##### Extract to read

What Attracts or Causes Moths?
Before one looks for ways to get rid of moths, the first step is always to look at what attracts them. Below are some of the causes of moth infestations;
- Presence and absence of light – for most moths, they are very attracted to light. The adult moth will fly over the light as many times as they want sometimes in search of a partner. For the larvae, however, they prefer darkness. That’s is why they will hide inside the clothes and in the dark corners of the pantry.
- Adequate food – the Indian meal moth is attracted to bulk varieties of foods. Whether its flour, cereals, seeds or fruits, as long as you have them, they will be there.
- Warm clothing – not for the warmth but the clothes moth love wool and fur because they seem to have an extra element in the clothing that’s best to serve as a habitat.
- Unattended food – regular moving and using of food disturbs the moth’s peace hence they will not breed in floor, food or clothing that’s constantly moved, shaken or washed.
Plenty of food, dark environments, and easy entry sums up what causes moth infestation. If you have any of this in your home, you should invest in ways of getting rid of or preventing them from further infestations.
Lots of Small Moths Flying Around the House, What it Means
There are people who believe in superstitions led by their spiritual beliefs, while others just look at things from a scientific view. For this section, we shall look at both.
If you see many moths flying around your house, it simply means there is a presence of rotten food somewhere in the house or in your trash. Sometimes you could have forgotten to empty the bin meaning there will be a foul smell and other attractors for the moth.
Many people associate the presence of numerous moths with negative superstitions. Similar to how many believe an owl is a dark sign of death, others to associate that same belief with moths. They are an unpleasant sight that many assume bring misfortune to one’s life. These spiritual beliefs, however, are not backed up by any evidence of being true or false, they’re simply beliefs.
Where do Moths live in the House?
There are two common species that habitat in the house, they are:
- Tinea Bisselliella
- Indian meal moth
The common clothes moth and the pantry moth are respectively found on your clothes and in the kitchen, specifically; the pantry. They have a liking to indoors as they are the perfect hosts. These house moths will live, grow and develop from either of these habitats until they are adults after which they’ll fly away in search of mating partners.

##########
##### Source data

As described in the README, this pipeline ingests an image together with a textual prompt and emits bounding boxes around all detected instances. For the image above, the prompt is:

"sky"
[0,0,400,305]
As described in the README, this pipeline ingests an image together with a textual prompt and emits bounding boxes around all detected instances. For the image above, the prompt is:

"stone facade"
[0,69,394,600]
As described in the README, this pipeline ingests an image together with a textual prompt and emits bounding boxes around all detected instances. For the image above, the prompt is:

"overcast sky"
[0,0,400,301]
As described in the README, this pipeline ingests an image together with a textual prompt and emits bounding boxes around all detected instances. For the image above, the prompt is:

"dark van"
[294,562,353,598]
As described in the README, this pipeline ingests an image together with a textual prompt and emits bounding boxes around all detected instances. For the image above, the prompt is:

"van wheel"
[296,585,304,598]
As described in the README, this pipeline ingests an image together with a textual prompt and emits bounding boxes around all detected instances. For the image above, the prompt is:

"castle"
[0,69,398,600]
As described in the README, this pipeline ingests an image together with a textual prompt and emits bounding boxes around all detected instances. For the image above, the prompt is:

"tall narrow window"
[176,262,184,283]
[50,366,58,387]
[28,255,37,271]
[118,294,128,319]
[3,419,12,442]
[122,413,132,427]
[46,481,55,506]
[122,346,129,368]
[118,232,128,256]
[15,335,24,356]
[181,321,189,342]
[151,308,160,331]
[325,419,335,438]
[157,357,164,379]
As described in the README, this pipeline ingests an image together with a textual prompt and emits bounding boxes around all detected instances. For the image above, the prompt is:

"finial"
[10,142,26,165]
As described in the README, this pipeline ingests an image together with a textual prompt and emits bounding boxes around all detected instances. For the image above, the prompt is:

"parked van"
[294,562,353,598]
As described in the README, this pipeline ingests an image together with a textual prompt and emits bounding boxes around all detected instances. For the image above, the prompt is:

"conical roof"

##########

* _What you need to do_:
[1] Return the portion of the passage on moths starting with "- Adequate food" and going on through "shaken or washed.", copied word for word.
[2] Name every cause of moth infestations that the passage on moths gives as a bulleted item.
[3] Extend the passage on moths with a few sentences that pick up right after its last sentence.
You will not need the phrase grounding data for any of this work.

* _Exercise responses_:
[1]
- Adequate food – the Indian meal moth is attracted to bulk varieties of foods. Whether its flour, cereals, seeds or fruits, as long as you have them, they will be there.
- Warm clothing – not for the warmth but the clothes moth love wool and fur because they seem to have an extra element in the clothing that’s best to serve as a habitat.
- Unattended food – regular moving and using of food disturbs the moth’s peace hence they will not breed in floor, food or clothing that’s constantly moved, shaken or washed.

[2]
- Presence and absence of light
- Adequate food
- Warm clothing
- Unattended food

[3]
The Indian meal moth also referred to as the pantry moth will be found in most of your foodstuffs like cereals, grains, nuts, seeds, or store-bought foods. Once the female moth lays the eggs, they’ll hatch into larva which then webs around the food.
To check on whether you are infested by these, check your food for webbed food particles brought together by the glue on the larvae that stick in food as it moves. You should also see whitish worms/ caterpillars about 0.6 inches long with a blackhead.
For either the common or case bearing house moth, you should check on your clothes, specifically those with wool or fur fibers. They hold the highest number of spacing between the fibers hence good breeding places for the larvae. They will habitat anywhere on the clothing from armpits, the insides or just in the top. You should see a whitish larva hanging on the clothes they can easily be scraped off by brushing.
Besides the closet or pantry, the moths can also look for other habitats in the home like on walls next to crevices, the floors, skirting boards, carpets, or just moldings. You can look for cocoons which tell you they have been there and have developed into the pupa stage. The presence of flying moths also shows they have matured into adulthood, probably leaving their young ones somewhere breeding.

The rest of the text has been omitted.